Estratto selezionato ->
Nell’insieme di quei 350 miliardi esiste lo spazio per minori uscite e maggiori entrate. L’effetto negativo sulla domanda globale sarebbe quattro volte inferiore a quello fortemente moltiplicativo degli investimenti pubblici. Il progresso verso il pareggio di bilancio sarebbe favorito dal calo dello spread, che è in corso. Il ritorno dell’economia alla crescita farebbe nel medio periodo il resto, abbattendo il rapporto debito/Pil.

– Nuovo diritto dell’economia. La “esperienza giuridica” (Capograssi, Orestano) ereditata dal passato collide con la ”esperienza economica”, col ritorno alla crescita. Oltre a sfrondare e semplificare è essenziale riscrivere nei contenuti con una semantica chiara (Scarpelli) le parti che maggiormente svantaggiano le imprese sui fronti societario, amministrativo, fallimentare, del processo civile.

– Concorrenza. Mentre si offre loro una cornice giuridica adeguata, alle imprese va imposta la concorrenza: profitti da produttività sì, rendite di posizione non più. Devono affermarsi le aziende che ricercano l’utile attraverso l’accumulazione di capitale, il progresso tecnico, le innovazioni. Devono ridimensionarsi quelle aduse a contare su oligopoli, facili commesse, lucrose concessioni, bassi salari, sussidi, evasione di imposte e contributi. La riallocazione delle risorse postula addestramento e sostegno ai lavoratori che cambiano occupazione.

Compiti da svolgere ->
1 – Trascriva fedelmente dal brano sulle riforme economiche la parte che si apre con le parole contenenti "Nell’insieme di quei" e si chiude con "il rapporto debito/Pil.".
2 – Prosegua il brano sulle riforme economiche a partire dalla sua ultima frase.
Il materiale riportato di seguito non ha alcun legame con il brano sulle riforme economiche.

Materiale del dataset ->
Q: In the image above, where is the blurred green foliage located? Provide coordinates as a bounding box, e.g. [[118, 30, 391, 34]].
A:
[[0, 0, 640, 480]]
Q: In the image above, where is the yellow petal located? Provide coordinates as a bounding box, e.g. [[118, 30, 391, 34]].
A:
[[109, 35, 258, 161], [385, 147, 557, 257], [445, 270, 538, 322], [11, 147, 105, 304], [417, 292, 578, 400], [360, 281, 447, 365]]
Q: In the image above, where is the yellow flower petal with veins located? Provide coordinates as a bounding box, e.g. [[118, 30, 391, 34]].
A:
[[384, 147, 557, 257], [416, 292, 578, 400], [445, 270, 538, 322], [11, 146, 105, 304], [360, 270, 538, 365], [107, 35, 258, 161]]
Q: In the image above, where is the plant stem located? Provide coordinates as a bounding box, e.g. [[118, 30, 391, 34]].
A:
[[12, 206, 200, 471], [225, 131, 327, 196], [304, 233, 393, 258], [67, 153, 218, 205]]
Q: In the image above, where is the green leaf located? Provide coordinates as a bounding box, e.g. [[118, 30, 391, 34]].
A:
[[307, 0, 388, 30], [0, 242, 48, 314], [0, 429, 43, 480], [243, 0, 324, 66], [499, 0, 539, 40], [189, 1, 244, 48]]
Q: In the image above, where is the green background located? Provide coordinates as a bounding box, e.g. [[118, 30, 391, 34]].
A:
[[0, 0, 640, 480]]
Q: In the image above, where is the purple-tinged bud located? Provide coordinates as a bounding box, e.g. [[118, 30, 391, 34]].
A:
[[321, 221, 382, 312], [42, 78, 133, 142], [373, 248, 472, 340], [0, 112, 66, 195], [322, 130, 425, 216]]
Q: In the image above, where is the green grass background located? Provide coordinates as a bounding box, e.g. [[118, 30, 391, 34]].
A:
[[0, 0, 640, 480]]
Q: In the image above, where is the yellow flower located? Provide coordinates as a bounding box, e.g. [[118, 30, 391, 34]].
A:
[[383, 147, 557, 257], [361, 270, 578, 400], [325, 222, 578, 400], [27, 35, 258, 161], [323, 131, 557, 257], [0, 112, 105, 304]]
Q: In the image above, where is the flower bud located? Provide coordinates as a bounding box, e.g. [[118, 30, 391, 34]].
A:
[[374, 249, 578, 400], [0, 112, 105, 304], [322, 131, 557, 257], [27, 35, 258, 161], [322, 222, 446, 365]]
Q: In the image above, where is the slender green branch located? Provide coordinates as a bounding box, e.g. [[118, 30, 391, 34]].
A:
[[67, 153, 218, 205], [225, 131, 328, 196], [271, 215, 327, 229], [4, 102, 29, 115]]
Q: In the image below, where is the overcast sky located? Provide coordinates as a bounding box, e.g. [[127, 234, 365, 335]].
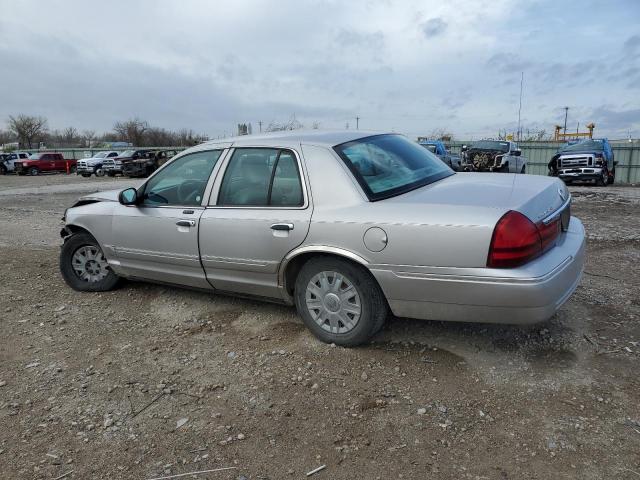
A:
[[0, 0, 640, 139]]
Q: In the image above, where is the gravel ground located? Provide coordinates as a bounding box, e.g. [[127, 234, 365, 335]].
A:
[[0, 175, 640, 480]]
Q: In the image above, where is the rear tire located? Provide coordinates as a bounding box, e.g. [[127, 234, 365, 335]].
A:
[[294, 257, 389, 347], [60, 233, 120, 292]]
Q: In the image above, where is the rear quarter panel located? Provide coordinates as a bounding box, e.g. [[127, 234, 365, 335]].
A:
[[303, 146, 504, 268]]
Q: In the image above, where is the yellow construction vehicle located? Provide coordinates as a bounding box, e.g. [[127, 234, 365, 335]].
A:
[[554, 123, 596, 142]]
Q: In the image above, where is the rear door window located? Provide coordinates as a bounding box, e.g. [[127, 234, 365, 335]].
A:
[[218, 148, 304, 207]]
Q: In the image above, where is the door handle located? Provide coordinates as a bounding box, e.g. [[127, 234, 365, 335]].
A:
[[271, 223, 293, 232], [176, 220, 196, 227]]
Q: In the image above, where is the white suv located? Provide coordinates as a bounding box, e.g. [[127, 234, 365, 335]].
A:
[[76, 151, 119, 177]]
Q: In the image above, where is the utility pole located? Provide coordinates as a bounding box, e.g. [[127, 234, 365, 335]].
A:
[[518, 72, 524, 141]]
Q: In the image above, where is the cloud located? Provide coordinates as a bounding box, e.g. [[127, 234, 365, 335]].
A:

Risposte ai compiti ->
1 –
Nell’insieme di quei 350 miliardi esiste lo spazio per minori uscite e maggiori entrate. L’effetto negativo sulla domanda globale sarebbe quattro volte inferiore a quello fortemente moltiplicativo degli investimenti pubblici. Il progresso verso il pareggio di bilancio sarebbe favorito dal calo dello spread, che è in corso. Il ritorno dell’economia alla crescita farebbe nel medio periodo il resto, abbattendo il rapporto debito/Pil.

2 –
– Distribuzione del reddito. E’ altamente sperequata, intrisa di povertà. Frena la crescita perché impedisce ai giovani meno abbienti – nel Meridione soprattutto – di investire su se stessi e di recare il loro massimo apporto al progresso del Paese. L’iniquità va corretta con la progressività della tassazione e della spesa pubblica, come pure dischiudendo opportunità a chi ne è privo.

– L’Europa. Nei Trattati, nella politica fiscale, nell’asfittico Statuto della banca centrale, nella cultura di chi governa l’Europa – Germania in testa – deve affermarsi un semplice principio: senza domanda globale non c’è crescita e senza crescita non v’è stabilità, monetaria, finanziaria, produttiva, sociale, geopolitica.

L’ulteriore ritardo di un programma che colleghi ciclo e trend, a cominciare dal suo annuncio, condannerebbe l’Italia al ristagno. Sarebbe imperdonabile.